▶ _WHAT THIS EXERCISE ASKS_:
a) Please rewrite the paragraph in the divorce article that begins "Is it a chore to be near one another?" as a shorter version that keeps its main facts.
b) According to the divorce article, what is an immediate and strong sign that a divorce should take place?
c) List every numbered question that the divorce article poses.

Member Login
Forgot password? >>     
Considering Divorce
To Be or Not to Be Married – That Is the Question (10 Questions to Determine If Divorce is the Right Answer for You)
4 thumbs up   good

By: XSTILLA.COM

Are you and your spouse considering divorce but aren’t sure if you’re making the right decision? Do you facilitate between knowing that divorce is the right decision and then wanting to give your marriage a second chance? Well, I understand your pain and confusion. Deciding whether to get divorced is an extremely difficult decision and requires a lot of thought. You have to delve deep and put your marriage under a microscope and see it for what it is – either salvageable or not. In this article, I’ve put together a list of some hard but important questions to help you discover the truth. So, without further adieu, let’s get started:

 

1.         Do you have separate interests? Although it's important for couples to have separate interests, having at least a few things in common is crucial for building togetherness. If you find that you don’t share any interests, it may be time to move on.

 

2.         Is it a chore to be near one another? Although all couples argue from time to time and don’t get along, if you and your spouse never have fun together anymore, then it may be time to move on. It simply isn’t healthy to be in a relationship where the two of you argue constantly about every trivial thing or simply can’t stand to be together. If this is the case, you will likely begin to feel resentful toward your spouse which is usually a sign that the love has stopped blooming and only weeds remain. 

 

3.         Are there serious issues going on such as physical or emotional abuse, or infidelity? With infidelity, some couples can work out their problems but in most instances, resentment and lingering feelings of pain associated with the affair or fling erode the romance. If there is any kind of abuse whatsoever, this is an immediate and strong sign that a divorce should take place as you are putting your emotional and physical well being at risk and this is not acceptable..

▶ _ENTRIES PROVIDED_:
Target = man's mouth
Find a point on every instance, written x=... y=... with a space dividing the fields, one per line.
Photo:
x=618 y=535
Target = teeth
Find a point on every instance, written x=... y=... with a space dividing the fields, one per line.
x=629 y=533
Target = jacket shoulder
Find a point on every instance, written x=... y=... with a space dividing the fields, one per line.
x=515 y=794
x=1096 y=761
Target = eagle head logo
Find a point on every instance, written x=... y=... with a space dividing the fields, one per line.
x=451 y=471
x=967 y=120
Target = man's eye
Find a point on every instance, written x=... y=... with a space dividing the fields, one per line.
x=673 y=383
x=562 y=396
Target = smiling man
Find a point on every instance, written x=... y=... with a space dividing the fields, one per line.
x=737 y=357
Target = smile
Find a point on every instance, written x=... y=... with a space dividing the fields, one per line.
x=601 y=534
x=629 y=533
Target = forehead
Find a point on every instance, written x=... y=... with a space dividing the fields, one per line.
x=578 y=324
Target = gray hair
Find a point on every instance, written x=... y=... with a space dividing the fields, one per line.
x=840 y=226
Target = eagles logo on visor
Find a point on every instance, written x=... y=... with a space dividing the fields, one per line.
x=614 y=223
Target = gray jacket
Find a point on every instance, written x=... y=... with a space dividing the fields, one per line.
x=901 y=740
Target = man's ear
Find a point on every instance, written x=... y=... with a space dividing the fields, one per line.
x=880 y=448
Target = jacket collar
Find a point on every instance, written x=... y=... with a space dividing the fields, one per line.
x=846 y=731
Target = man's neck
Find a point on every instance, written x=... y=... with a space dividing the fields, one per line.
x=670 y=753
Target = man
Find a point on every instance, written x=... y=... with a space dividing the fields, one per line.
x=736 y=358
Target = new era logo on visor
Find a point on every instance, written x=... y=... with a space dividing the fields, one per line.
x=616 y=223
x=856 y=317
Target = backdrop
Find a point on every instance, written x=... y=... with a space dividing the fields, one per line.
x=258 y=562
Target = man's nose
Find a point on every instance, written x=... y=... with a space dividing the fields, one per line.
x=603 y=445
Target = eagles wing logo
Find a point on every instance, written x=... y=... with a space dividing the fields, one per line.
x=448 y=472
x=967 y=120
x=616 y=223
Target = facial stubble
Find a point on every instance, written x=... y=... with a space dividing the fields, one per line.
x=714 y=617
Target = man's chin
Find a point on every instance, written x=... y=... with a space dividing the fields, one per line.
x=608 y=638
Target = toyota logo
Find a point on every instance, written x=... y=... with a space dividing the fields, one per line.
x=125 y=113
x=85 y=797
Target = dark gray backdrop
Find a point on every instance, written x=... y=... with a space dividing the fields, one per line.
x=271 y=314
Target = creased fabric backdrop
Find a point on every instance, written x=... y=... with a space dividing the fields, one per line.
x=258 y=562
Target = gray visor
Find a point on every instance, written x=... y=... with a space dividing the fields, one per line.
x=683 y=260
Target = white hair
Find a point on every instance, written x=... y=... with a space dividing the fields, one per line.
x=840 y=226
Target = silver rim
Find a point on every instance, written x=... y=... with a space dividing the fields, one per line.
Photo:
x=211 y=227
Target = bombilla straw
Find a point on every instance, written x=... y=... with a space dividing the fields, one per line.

▶ _TASK RESULTS_:
a) All couples argue sometimes, but if you and your spouse never have fun together anymore, it may be time to move on. A relationship where you argue constantly about trivial things or can't stand being together isn't healthy. It will likely make you resentful toward your spouse, which usually signals that the love has stopped growing.

b) Any kind of abuse whatsoever.

c)
1. Do you have separate interests?
2. Is it a chore to be near one another?
3. Are there serious issues going on such as physical or emotional abuse, or infidelity?